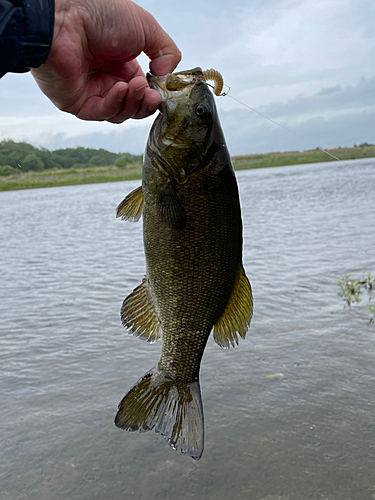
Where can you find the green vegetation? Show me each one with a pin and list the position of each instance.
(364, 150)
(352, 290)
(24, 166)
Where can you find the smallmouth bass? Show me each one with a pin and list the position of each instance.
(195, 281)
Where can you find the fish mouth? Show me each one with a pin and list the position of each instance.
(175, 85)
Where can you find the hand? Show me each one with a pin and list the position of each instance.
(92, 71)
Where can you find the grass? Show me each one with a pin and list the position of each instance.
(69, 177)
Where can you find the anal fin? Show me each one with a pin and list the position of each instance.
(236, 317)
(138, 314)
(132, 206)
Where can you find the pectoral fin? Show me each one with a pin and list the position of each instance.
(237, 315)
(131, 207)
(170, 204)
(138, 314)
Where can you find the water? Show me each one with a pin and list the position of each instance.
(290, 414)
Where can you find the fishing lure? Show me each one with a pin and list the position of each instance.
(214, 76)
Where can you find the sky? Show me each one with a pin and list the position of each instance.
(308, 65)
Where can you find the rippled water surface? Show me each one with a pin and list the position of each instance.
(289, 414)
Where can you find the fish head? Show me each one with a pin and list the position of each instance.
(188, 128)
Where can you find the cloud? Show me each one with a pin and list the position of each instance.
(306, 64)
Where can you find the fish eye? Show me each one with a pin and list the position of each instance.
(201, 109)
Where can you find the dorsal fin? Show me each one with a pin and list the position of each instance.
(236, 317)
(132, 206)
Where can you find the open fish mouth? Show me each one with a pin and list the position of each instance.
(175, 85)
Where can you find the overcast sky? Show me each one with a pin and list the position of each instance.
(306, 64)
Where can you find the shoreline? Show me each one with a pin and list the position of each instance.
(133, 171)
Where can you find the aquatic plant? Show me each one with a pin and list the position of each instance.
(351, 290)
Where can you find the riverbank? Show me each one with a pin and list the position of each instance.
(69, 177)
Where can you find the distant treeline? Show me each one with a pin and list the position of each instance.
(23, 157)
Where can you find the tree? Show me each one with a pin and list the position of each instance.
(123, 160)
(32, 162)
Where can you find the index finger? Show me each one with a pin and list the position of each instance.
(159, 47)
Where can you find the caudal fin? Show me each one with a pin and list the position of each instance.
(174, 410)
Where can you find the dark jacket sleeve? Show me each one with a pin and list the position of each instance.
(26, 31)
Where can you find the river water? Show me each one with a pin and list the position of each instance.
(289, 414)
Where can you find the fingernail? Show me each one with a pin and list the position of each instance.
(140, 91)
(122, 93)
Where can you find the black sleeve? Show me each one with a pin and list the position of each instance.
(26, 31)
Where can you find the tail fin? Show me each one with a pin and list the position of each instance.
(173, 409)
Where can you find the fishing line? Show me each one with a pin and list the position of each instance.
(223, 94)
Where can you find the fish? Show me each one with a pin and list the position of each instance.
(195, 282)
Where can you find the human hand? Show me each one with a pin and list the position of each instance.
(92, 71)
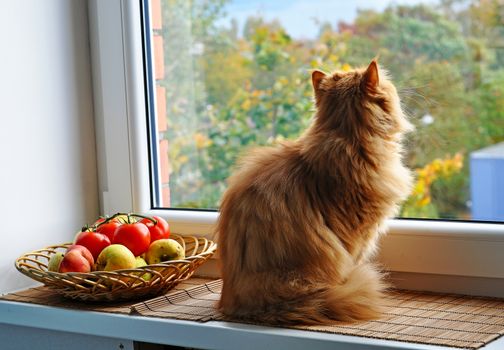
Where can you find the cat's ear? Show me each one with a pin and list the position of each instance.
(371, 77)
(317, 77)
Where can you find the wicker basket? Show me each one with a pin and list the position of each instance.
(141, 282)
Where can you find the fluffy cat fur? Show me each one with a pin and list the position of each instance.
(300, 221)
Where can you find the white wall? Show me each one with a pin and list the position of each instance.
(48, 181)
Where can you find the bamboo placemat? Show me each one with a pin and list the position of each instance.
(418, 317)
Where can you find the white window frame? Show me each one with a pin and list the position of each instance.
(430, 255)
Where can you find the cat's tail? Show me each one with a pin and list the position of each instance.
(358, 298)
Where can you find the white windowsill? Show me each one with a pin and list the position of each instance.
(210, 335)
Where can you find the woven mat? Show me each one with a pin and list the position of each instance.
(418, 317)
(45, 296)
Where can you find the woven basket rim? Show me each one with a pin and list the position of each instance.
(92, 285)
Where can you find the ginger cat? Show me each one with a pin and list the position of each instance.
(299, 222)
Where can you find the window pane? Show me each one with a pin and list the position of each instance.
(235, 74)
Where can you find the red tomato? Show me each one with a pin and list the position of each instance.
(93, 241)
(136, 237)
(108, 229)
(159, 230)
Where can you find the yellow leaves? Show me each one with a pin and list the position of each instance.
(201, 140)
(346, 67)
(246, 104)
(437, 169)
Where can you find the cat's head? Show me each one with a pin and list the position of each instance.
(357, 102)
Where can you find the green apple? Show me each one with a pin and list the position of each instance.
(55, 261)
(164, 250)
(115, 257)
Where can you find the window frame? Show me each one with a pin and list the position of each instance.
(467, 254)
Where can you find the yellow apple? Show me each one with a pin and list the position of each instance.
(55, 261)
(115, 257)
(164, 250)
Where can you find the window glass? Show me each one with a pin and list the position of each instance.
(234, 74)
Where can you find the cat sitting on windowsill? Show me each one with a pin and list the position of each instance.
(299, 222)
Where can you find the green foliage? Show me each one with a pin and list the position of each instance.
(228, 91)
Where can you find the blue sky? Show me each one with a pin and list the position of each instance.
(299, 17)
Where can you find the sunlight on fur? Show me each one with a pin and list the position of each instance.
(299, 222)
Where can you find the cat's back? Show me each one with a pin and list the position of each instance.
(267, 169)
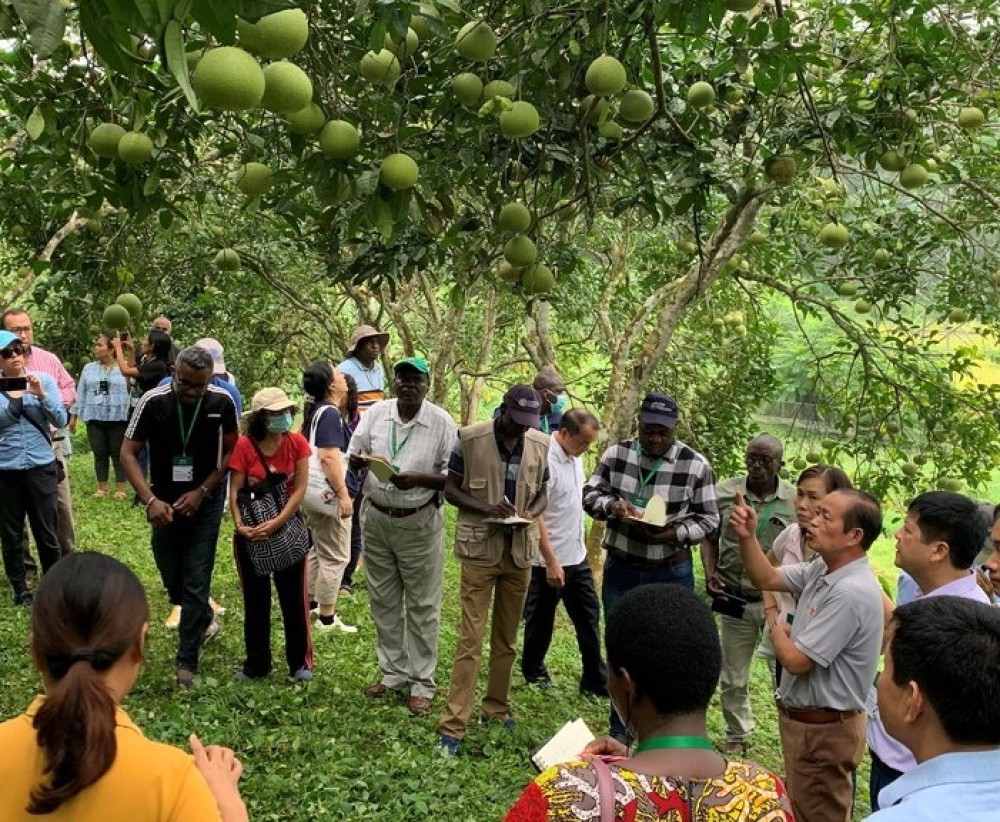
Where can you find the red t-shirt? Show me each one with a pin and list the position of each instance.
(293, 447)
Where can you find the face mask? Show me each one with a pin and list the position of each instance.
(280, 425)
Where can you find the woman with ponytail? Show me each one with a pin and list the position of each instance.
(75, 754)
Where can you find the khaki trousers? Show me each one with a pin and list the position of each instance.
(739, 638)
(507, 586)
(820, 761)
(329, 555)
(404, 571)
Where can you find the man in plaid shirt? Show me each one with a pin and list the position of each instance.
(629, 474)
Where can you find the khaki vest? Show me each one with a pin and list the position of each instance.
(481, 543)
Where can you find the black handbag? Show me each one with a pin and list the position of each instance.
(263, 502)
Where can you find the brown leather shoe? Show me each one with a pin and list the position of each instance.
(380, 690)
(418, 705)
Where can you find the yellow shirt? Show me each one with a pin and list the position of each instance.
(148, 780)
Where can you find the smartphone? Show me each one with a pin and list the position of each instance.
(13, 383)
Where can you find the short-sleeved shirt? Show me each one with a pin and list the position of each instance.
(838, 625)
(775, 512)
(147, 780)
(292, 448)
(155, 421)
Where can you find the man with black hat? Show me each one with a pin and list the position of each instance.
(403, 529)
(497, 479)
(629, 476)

——

Rewrite the entries from the line containing "Where can you find the man with" through the last line of the entries, both ends included, keeping every request line. Add 62 to each number in the answer coordinates.

Where can you find the man with black hat? Show me each one with a pin and list the position of each instance.
(465, 591)
(559, 541)
(691, 538)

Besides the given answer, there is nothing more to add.